> Text
I haven’t seen The King’s Speech. I’d like to. We don’t get movies out here, so I suppose I will see it whenever it comes on cable.

It’s a film about the King of England’s speech impediment and his relationship with his therapist, and it won all kinds of awards. It also precipitated a number of articles about the isolation caused by speech problems.

I had speech therapy for both a lisp and a stutter when I was in high school.

I knew I had a stutter, but I don’t recall anyone ever making a big deal about it. I trained myself to handle it fairly early on. Avoid W, mostly. It got worse when I got tired, and if I got tired, I just didn’t see any point in speaking anyway.

I had no idea I had a lisp until my parents were called to a conference. It was all very hush-hush. I sat outside the guidance counselor’s office in mortal terror, waiting to find out what the hell I had done wrong. My mom emerged from the office, her face twisted in disgust – not with me, of course, but with the school for creating mystery and drama where none was necessary.

“You’ve got to take speech therapy,” she said.

“That’s all? That’s the big secret?”

The school was afraid of hurting my tender feelings, so instead of simply telling me they felt I needed therapy, they kept me in the dark about the nature of the parent/counselor conference and subjected me to the public humiliation of having my parents summoned while I sat in the hall. I never felt a moment of embarrassment or isolation about my speech problem until the day the school made a scene about it.

> Material supplied
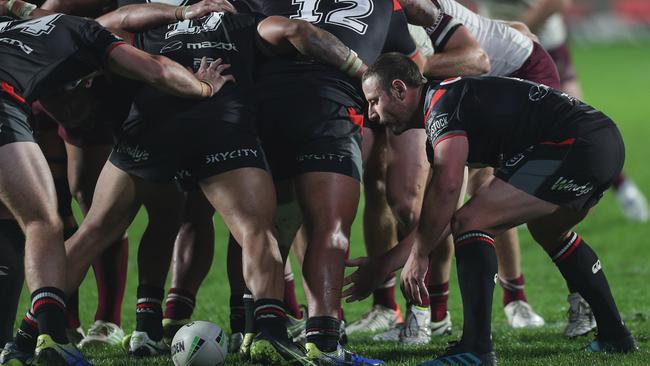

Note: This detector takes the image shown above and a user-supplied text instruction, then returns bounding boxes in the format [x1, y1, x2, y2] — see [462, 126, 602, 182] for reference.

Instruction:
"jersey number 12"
[290, 0, 374, 34]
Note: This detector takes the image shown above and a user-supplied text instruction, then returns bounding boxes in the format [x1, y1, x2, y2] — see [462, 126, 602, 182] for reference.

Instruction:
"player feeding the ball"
[346, 54, 638, 365]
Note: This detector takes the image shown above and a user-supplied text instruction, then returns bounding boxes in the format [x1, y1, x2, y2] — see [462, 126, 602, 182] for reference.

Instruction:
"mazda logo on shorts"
[160, 41, 183, 54]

> What you are asked to do
Quote the stretch of the speech therapy text from "I haven’t seen" through "in speaking anyway.", word for word.

> Output
I haven’t seen The King’s Speech. I’d like to. We don’t get movies out here, so I suppose I will see it whenever it comes on cable.

It’s a film about the King of England’s speech impediment and his relationship with his therapist, and it won all kinds of awards. It also precipitated a number of articles about the isolation caused by speech problems.

I had speech therapy for both a lisp and a stutter when I was in high school.

I knew I had a stutter, but I don’t recall anyone ever making a big deal about it. I trained myself to handle it fairly early on. Avoid W, mostly. It got worse when I got tired, and if I got tired, I just didn’t see any point in speaking anyway.